= TASK DETAILS =
Copy the stretch from the line containing "The client would like the row of book" through the line containing "[584,283,668,325]", swapping "client" for "customer" and leaving the rest unchanged.

= LISTED RECORDS =
____________________

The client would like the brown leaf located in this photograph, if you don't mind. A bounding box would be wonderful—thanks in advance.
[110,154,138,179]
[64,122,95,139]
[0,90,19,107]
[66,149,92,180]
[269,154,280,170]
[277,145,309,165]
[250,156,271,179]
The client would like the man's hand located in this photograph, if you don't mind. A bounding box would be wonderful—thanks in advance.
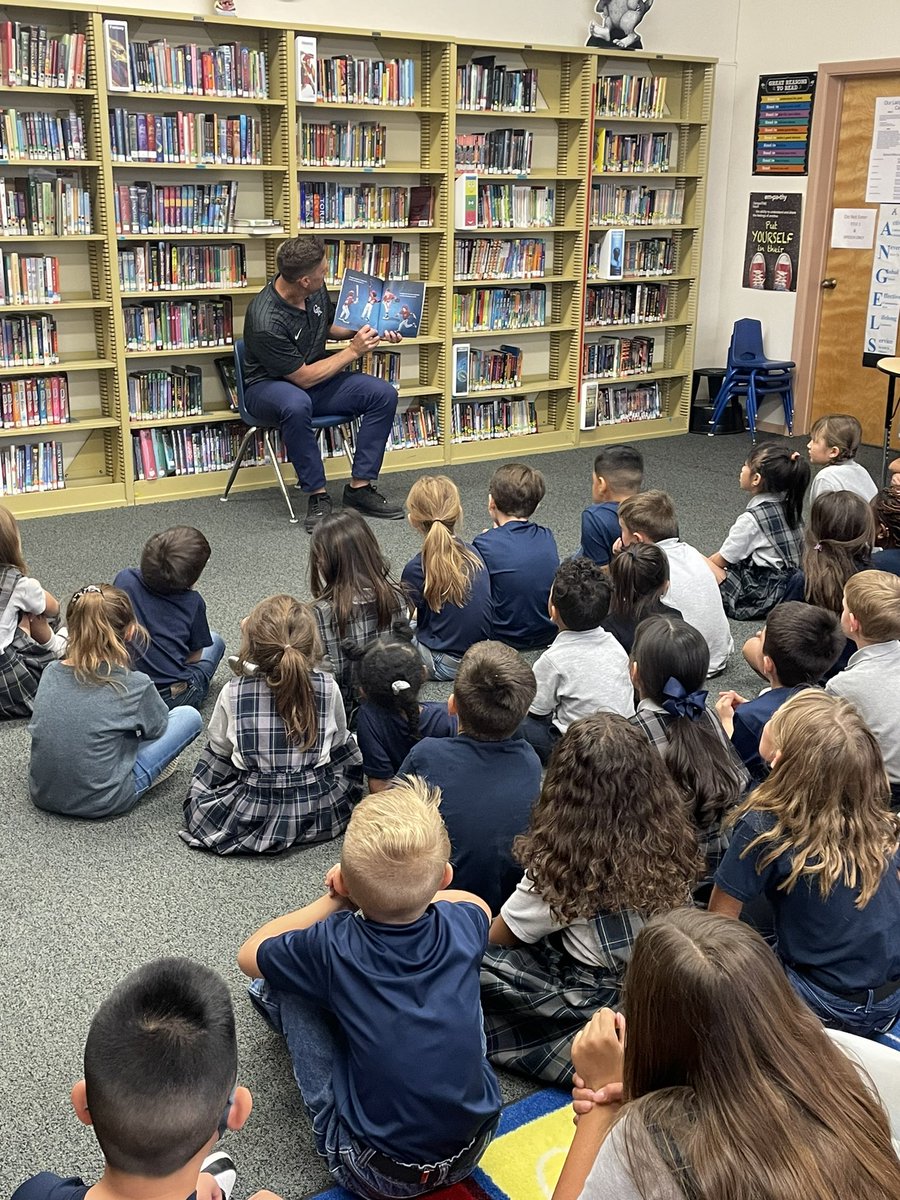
[350,325,382,359]
[571,1008,625,1092]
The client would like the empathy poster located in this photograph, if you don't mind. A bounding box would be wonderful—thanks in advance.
[742,192,803,292]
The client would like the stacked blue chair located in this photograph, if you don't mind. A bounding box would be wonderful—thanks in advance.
[220,337,353,524]
[709,317,794,442]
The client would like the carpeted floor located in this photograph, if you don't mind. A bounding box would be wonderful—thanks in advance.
[0,436,878,1200]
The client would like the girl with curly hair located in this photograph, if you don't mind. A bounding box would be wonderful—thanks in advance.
[481,713,701,1085]
[709,689,900,1037]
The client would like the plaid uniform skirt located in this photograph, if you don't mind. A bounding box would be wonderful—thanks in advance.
[0,630,56,718]
[719,558,794,620]
[481,937,622,1087]
[180,738,362,854]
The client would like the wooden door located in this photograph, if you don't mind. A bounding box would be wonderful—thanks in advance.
[809,73,900,445]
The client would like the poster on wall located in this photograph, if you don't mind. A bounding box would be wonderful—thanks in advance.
[863,204,900,367]
[742,192,803,292]
[865,96,900,204]
[754,71,816,175]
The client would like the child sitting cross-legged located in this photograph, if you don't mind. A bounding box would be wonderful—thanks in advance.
[356,637,456,792]
[13,959,277,1200]
[29,583,203,817]
[715,600,845,782]
[400,642,541,912]
[481,713,700,1086]
[181,597,362,854]
[238,779,500,1200]
[520,558,635,766]
[709,689,900,1037]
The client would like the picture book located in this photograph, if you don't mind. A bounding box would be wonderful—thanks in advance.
[335,271,425,337]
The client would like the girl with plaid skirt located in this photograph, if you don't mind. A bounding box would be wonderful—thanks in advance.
[481,713,700,1086]
[181,595,362,854]
[708,442,810,620]
[0,508,66,718]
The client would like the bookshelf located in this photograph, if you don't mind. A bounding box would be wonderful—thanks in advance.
[0,0,714,516]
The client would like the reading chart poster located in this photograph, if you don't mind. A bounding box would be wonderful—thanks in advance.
[754,71,816,175]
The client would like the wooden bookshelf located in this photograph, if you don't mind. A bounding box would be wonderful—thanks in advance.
[0,0,714,516]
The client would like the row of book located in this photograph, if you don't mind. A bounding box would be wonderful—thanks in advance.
[594,125,672,175]
[0,169,94,238]
[582,337,655,379]
[119,241,247,292]
[109,108,263,167]
[454,284,547,334]
[0,442,66,496]
[123,36,269,100]
[456,128,534,175]
[325,238,409,283]
[589,184,684,226]
[122,299,234,353]
[0,251,60,305]
[296,121,388,167]
[588,238,676,278]
[0,313,59,367]
[456,55,538,113]
[0,374,72,430]
[478,184,556,229]
[454,238,546,280]
[584,283,668,325]
[300,180,434,229]
[581,382,662,430]
[127,365,203,421]
[596,74,666,120]
[450,398,538,443]
[113,180,238,234]
[0,20,84,88]
[0,108,88,162]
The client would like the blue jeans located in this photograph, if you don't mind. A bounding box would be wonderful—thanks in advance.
[158,629,224,709]
[244,371,397,492]
[248,979,499,1200]
[134,704,203,799]
[785,964,900,1038]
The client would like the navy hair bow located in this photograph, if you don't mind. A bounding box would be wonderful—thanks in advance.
[662,678,709,721]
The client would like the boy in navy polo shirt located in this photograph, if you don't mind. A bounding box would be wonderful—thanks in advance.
[715,600,844,784]
[13,959,267,1200]
[400,642,541,913]
[238,779,500,1200]
[576,445,643,566]
[473,462,559,650]
[115,526,224,708]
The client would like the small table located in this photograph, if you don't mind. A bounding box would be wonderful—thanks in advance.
[875,358,900,487]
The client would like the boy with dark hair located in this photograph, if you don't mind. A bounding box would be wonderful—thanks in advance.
[13,959,264,1200]
[521,558,635,767]
[398,642,541,913]
[473,462,559,650]
[715,600,844,782]
[576,445,643,566]
[238,779,500,1200]
[115,526,224,708]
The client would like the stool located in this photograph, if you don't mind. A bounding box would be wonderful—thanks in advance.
[690,367,744,433]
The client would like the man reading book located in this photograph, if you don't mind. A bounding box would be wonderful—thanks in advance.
[244,234,403,530]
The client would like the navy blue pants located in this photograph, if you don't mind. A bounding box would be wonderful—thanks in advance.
[244,371,397,492]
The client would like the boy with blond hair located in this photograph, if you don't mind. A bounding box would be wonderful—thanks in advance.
[238,778,500,1200]
[826,571,900,808]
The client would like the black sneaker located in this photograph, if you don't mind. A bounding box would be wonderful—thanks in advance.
[304,492,331,533]
[343,484,406,521]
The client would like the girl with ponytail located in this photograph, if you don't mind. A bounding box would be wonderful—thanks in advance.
[29,583,202,817]
[181,595,362,854]
[401,475,493,679]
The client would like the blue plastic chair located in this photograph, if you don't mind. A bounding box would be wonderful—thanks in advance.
[709,317,794,442]
[220,337,353,524]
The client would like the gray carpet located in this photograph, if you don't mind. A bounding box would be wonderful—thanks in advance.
[0,431,878,1200]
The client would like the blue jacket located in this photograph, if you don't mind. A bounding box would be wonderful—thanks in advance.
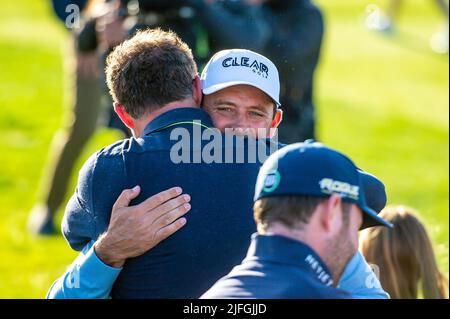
[62,108,276,298]
[202,234,352,299]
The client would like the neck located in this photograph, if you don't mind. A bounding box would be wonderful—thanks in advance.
[258,223,333,271]
[132,98,199,138]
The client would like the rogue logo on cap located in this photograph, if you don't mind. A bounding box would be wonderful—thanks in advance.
[319,178,359,200]
[222,57,269,79]
[263,171,281,193]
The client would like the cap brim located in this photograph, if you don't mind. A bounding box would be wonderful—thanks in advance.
[360,206,394,230]
[202,81,281,106]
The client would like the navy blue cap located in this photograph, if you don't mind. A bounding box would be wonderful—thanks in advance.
[254,141,392,229]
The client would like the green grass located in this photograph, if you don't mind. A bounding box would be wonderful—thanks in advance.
[0,0,449,298]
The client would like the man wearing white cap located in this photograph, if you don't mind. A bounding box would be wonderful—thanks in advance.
[48,30,386,298]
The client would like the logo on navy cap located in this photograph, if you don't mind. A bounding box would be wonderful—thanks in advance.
[319,178,359,200]
[222,57,269,79]
[263,171,281,193]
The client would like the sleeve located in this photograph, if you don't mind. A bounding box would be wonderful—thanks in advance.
[339,252,390,299]
[61,154,97,251]
[192,1,271,51]
[46,241,122,299]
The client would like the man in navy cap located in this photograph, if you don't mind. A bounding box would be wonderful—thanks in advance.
[202,143,392,298]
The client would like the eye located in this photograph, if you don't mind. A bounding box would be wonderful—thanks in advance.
[249,111,266,117]
[216,106,233,113]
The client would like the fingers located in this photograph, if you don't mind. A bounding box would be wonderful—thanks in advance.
[156,217,187,243]
[153,200,191,228]
[147,194,191,226]
[113,186,141,211]
[137,187,183,212]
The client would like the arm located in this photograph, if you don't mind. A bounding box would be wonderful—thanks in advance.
[61,154,97,251]
[46,241,122,299]
[47,187,190,299]
[339,252,390,299]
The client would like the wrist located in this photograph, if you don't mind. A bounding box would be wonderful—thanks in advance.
[94,235,125,268]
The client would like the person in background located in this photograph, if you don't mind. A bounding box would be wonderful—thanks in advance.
[246,0,324,144]
[360,206,448,299]
[368,0,449,54]
[28,0,106,235]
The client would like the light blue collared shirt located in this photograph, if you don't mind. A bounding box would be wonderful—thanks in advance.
[46,241,122,299]
[47,241,389,299]
[339,251,390,299]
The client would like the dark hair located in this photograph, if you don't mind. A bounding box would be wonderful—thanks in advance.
[106,29,197,118]
[253,195,351,230]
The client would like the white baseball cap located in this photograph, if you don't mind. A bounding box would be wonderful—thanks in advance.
[201,49,281,106]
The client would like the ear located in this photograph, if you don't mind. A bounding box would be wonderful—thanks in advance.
[192,75,203,106]
[114,103,134,129]
[320,194,342,234]
[270,109,283,128]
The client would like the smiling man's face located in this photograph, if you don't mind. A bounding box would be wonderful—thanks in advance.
[203,85,281,138]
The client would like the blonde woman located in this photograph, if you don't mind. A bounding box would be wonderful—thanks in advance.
[360,206,448,299]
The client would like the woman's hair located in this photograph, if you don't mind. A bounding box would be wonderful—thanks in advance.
[360,206,448,299]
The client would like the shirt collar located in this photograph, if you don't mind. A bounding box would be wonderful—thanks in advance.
[144,107,213,135]
[246,233,333,286]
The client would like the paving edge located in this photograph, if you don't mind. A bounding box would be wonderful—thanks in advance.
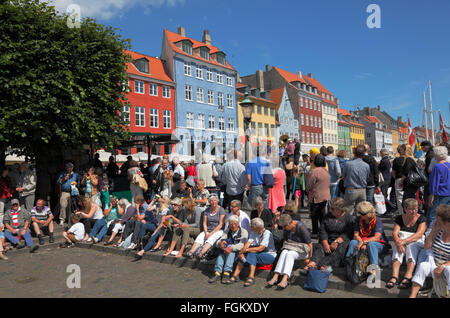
[75,243,409,298]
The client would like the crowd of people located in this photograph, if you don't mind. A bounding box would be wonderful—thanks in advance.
[0,140,450,297]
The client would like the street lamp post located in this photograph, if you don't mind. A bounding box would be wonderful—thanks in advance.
[240,93,255,164]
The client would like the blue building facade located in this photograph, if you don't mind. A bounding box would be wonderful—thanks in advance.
[161,30,238,162]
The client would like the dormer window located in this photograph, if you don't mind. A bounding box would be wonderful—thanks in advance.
[181,41,192,55]
[133,57,149,74]
[216,52,225,65]
[200,47,209,61]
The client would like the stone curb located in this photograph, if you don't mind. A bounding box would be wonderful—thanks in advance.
[75,243,409,298]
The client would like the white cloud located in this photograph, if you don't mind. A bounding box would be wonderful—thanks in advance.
[40,0,185,20]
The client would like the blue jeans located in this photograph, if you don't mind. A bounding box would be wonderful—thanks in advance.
[144,229,161,252]
[5,229,34,247]
[346,240,383,265]
[427,195,450,227]
[214,251,236,273]
[245,252,275,266]
[89,219,108,241]
[366,187,375,205]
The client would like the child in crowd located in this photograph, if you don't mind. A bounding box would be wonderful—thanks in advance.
[59,214,84,248]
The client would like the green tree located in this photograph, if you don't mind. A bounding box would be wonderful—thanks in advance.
[0,0,130,199]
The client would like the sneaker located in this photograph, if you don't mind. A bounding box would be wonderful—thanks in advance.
[16,241,25,250]
[208,273,222,284]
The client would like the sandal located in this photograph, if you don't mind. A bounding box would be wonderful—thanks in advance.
[385,276,398,289]
[225,276,240,285]
[244,277,255,287]
[398,277,412,289]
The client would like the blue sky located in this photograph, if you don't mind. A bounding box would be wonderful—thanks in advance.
[48,0,450,126]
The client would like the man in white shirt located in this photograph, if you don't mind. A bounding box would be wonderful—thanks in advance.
[224,200,251,233]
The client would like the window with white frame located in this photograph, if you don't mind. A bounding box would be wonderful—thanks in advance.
[208,90,214,105]
[163,86,170,98]
[217,73,223,84]
[149,83,158,96]
[208,116,216,129]
[217,92,225,108]
[134,80,145,94]
[228,118,234,131]
[219,117,225,131]
[122,106,130,125]
[186,113,194,128]
[195,65,203,79]
[227,76,233,86]
[197,87,205,103]
[227,94,234,108]
[134,106,145,127]
[198,114,205,129]
[184,85,192,101]
[150,108,159,128]
[163,110,172,129]
[184,62,192,76]
[206,68,214,82]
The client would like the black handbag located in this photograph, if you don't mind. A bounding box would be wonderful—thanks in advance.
[405,166,428,187]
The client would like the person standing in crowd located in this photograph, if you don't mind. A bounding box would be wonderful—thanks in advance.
[127,160,144,203]
[363,145,379,205]
[57,162,81,226]
[219,150,247,210]
[245,156,272,208]
[106,156,119,180]
[16,162,36,211]
[120,156,133,176]
[3,199,39,253]
[325,146,341,200]
[342,145,370,215]
[427,146,450,227]
[378,149,395,214]
[197,154,219,192]
[306,154,330,238]
[31,199,55,245]
[81,167,102,206]
[268,164,286,213]
[396,145,419,204]
[409,204,450,298]
[294,138,300,166]
[0,167,14,221]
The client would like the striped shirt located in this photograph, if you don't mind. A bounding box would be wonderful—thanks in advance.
[31,206,52,221]
[431,231,450,263]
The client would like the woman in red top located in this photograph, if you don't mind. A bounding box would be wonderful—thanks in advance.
[0,167,14,219]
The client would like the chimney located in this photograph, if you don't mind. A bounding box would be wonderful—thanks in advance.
[256,70,264,91]
[202,30,212,45]
[178,27,186,36]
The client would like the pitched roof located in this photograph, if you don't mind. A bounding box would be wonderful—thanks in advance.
[125,50,173,83]
[273,66,308,84]
[164,29,235,71]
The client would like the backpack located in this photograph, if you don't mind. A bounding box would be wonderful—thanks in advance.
[344,250,369,285]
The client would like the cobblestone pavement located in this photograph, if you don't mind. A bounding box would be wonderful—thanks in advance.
[0,247,368,298]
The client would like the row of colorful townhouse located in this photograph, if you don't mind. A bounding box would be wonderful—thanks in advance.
[121,27,436,162]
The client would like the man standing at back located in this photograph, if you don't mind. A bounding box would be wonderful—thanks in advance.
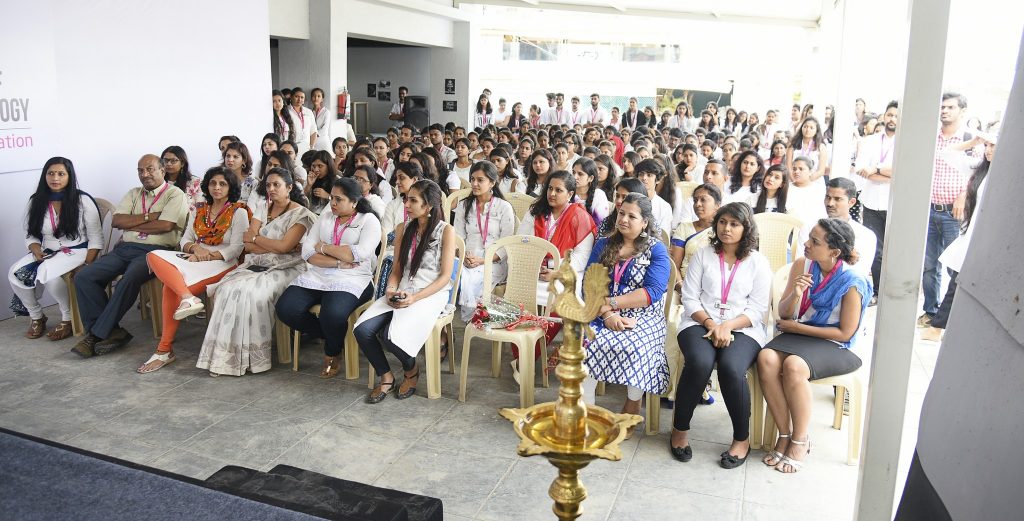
[623,97,647,130]
[584,92,608,127]
[854,100,899,303]
[387,87,409,128]
[918,92,979,328]
[72,154,188,358]
[819,177,878,276]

____________________

= SOLUTION =
The customer would like the row of book located in this photograph, if you don't mind. A bounding box would be wonderful—thanks in advance.
[594,125,672,175]
[0,169,94,238]
[582,337,655,379]
[119,241,247,292]
[109,108,263,167]
[454,284,547,334]
[0,442,66,496]
[123,36,269,100]
[456,128,534,175]
[325,238,409,283]
[589,184,684,226]
[122,299,234,353]
[0,251,60,305]
[296,121,388,167]
[588,238,676,278]
[0,313,59,367]
[456,55,538,113]
[0,374,72,430]
[478,184,556,229]
[454,238,546,280]
[584,283,668,325]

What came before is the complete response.